Request>
Transcribe the entries below exactly.

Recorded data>
* begin *

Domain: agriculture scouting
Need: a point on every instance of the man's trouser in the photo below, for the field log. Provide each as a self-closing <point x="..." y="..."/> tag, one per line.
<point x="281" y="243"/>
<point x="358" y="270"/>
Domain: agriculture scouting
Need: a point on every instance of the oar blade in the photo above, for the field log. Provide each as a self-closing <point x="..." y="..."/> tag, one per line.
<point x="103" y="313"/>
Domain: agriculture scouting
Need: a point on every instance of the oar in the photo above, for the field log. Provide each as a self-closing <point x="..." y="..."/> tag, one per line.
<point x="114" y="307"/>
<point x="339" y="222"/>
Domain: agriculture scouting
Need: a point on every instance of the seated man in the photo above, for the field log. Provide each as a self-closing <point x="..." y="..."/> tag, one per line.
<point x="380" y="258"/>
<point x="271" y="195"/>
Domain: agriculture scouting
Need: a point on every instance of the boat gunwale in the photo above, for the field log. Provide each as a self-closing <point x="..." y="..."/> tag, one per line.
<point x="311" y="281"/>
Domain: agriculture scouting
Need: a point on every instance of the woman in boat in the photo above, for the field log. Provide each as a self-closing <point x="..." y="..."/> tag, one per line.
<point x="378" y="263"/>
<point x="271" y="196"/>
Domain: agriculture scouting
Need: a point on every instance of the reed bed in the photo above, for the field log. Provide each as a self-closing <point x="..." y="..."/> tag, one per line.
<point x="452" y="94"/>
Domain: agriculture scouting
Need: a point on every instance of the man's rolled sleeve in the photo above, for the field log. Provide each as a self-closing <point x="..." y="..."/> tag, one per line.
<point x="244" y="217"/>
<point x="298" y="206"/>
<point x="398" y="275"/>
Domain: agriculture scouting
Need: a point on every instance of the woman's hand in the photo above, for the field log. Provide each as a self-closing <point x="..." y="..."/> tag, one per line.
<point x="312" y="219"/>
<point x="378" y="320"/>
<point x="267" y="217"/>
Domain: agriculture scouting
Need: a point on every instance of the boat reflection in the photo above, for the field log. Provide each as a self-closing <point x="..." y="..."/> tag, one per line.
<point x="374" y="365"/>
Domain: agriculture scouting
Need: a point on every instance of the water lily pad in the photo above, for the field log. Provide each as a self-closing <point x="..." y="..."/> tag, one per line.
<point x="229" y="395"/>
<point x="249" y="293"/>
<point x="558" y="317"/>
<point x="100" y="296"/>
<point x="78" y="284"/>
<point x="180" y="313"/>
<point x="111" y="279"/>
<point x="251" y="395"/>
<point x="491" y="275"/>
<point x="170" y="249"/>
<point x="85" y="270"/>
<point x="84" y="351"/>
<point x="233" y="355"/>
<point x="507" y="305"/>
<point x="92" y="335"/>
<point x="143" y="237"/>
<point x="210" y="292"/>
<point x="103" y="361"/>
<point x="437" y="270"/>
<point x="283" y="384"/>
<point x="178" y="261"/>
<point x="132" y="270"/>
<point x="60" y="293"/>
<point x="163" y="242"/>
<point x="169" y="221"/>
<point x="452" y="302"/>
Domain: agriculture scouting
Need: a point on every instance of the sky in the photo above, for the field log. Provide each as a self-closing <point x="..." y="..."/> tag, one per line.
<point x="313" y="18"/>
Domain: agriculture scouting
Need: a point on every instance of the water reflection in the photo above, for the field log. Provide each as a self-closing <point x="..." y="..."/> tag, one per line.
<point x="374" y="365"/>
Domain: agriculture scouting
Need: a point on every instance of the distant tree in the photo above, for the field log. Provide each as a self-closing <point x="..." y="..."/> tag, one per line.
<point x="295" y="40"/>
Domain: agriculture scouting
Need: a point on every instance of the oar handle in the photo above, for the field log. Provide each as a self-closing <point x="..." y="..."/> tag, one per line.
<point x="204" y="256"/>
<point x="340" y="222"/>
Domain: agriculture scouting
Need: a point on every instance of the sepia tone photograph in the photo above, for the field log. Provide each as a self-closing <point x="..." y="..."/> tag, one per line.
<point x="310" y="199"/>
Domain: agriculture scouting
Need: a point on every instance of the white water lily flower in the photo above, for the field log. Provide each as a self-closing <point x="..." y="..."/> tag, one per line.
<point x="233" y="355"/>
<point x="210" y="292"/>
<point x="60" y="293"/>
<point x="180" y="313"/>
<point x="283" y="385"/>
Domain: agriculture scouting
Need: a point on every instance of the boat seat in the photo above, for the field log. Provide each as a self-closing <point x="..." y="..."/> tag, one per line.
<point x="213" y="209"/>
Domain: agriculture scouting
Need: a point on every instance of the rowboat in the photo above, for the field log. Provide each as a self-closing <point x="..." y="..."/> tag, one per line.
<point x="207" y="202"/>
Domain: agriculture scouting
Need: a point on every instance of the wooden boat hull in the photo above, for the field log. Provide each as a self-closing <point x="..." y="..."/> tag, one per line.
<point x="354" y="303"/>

* end *

Final result>
Domain: agriculture scouting
Need: a point on every instance of the man's trouser in the photo below, for the field log. Provide each as a self-closing <point x="..." y="..."/> tag, one per line.
<point x="281" y="243"/>
<point x="358" y="270"/>
Domain: agriculture scouting
Need: a point on every instance of the oar blade in the photo above, for the field log. Provide each as a self-closing <point x="..." y="..."/> tag, one per line.
<point x="103" y="313"/>
Domain: agriculture scouting
Need: a point on every instance of the oar in the photo above, for the field log. Provide each as a self-closing <point x="..." y="..."/> tag, one per line.
<point x="114" y="307"/>
<point x="339" y="222"/>
Domain: agriculture scouting
Need: a point on every instance of the seated man in the photo above, for the field log. Provide each as a self-closing <point x="..." y="..."/> tag, one per line.
<point x="380" y="258"/>
<point x="271" y="195"/>
Domain: agriculture scouting
Need: a point on every instance of the boat gunwale in the photo above, for the field log. Provide each as a self-closing <point x="..." y="..."/> tag, one per line.
<point x="311" y="281"/>
Domain: agriculture scouting
Need: a point on every instance of the woman in boat in the photo above, for the field log. Provide each as a self-closing <point x="..." y="..."/> tag, one per line.
<point x="378" y="263"/>
<point x="271" y="196"/>
Domain: agriculture scouting
Need: a point on every instance of the reed bed in the photo above, for the field log. Provide each as a self-closing <point x="..." y="..."/> tag, one per line.
<point x="452" y="94"/>
Domain: agriculture scouting
Need: a point on every instance of the man's rolled sleeve in the photo above, for the field log. Provide each as a self-closing <point x="..." y="..."/> tag, one per line.
<point x="244" y="217"/>
<point x="298" y="206"/>
<point x="398" y="275"/>
Domain: agriculture scouting
Need: a point on every instance of the woman's hand in the photo above, for the field log. Provide each as a self-closing <point x="..." y="..."/> tag, one per line.
<point x="312" y="219"/>
<point x="378" y="320"/>
<point x="267" y="217"/>
Domain: agriculture scouting
Need: a point on every instance of the boat reflection in the photo above, for the field log. Provide each as a self-closing <point x="..." y="..."/> tag, one per line.
<point x="374" y="365"/>
Domain: agriculture scouting
Need: a point on every instance of the water lily pad in the photo above, for the field log. Provide each as a self-closing <point x="..." y="..."/> tag, one per line.
<point x="229" y="395"/>
<point x="249" y="293"/>
<point x="558" y="317"/>
<point x="100" y="296"/>
<point x="78" y="284"/>
<point x="180" y="313"/>
<point x="111" y="279"/>
<point x="251" y="395"/>
<point x="491" y="275"/>
<point x="170" y="249"/>
<point x="85" y="270"/>
<point x="84" y="351"/>
<point x="233" y="355"/>
<point x="507" y="305"/>
<point x="92" y="335"/>
<point x="143" y="237"/>
<point x="210" y="292"/>
<point x="103" y="361"/>
<point x="437" y="270"/>
<point x="283" y="384"/>
<point x="178" y="261"/>
<point x="132" y="270"/>
<point x="60" y="293"/>
<point x="163" y="242"/>
<point x="169" y="221"/>
<point x="452" y="302"/>
Domain: agriculture scouting
Need: a point on every instance of the sky in the photo above, for the field log. Provide each as a self-closing <point x="..." y="..."/> tag, one per line.
<point x="313" y="18"/>
Domain: agriculture scouting
Need: a point on every instance of the water reflection in the photo above, for the field log. Provide each as a self-closing <point x="..." y="..."/> tag, one per line.
<point x="374" y="365"/>
Domain: agriculture scouting
Need: a point on every instance of the distant tree in the photo above, for the field log. Provide each as a self-closing <point x="..." y="..."/> tag, one per line.
<point x="295" y="40"/>
Domain: agriculture scouting
Need: a point on every instance of the oar handle in the photo above, for the field log. Provide each as a self-closing <point x="..." y="..."/> tag, one per line.
<point x="204" y="256"/>
<point x="340" y="222"/>
Domain: agriculture scouting
Need: a point on every instance of the sepia tone photograph in the photo above, for the field log. Provide each as a self-closing <point x="..." y="..."/> tag, one per line.
<point x="310" y="199"/>
Domain: agriculture scouting
Need: a point on every instance of the white water lily flower in the photo above, for the field log. Provide each as a self-closing <point x="..." y="..."/> tag, one per line.
<point x="233" y="355"/>
<point x="210" y="292"/>
<point x="60" y="293"/>
<point x="180" y="313"/>
<point x="283" y="385"/>
Domain: agriculture scouting
Need: a point on every instance of the boat seat in the photo above, for the field log. Provide each as a self-closing <point x="..." y="..."/> tag, one per line.
<point x="213" y="209"/>
Domain: agriculture scouting
Need: a point on every instance of the rowboat in the photo above, for the field log. Provide each as a self-closing <point x="..." y="..."/> tag, one per line.
<point x="207" y="202"/>
Domain: agriculture scouting
Need: a point on every instance of the wooden boat hull in the photo above, for the field log. Provide each as a self-closing <point x="..." y="..."/> tag, one per line.
<point x="354" y="303"/>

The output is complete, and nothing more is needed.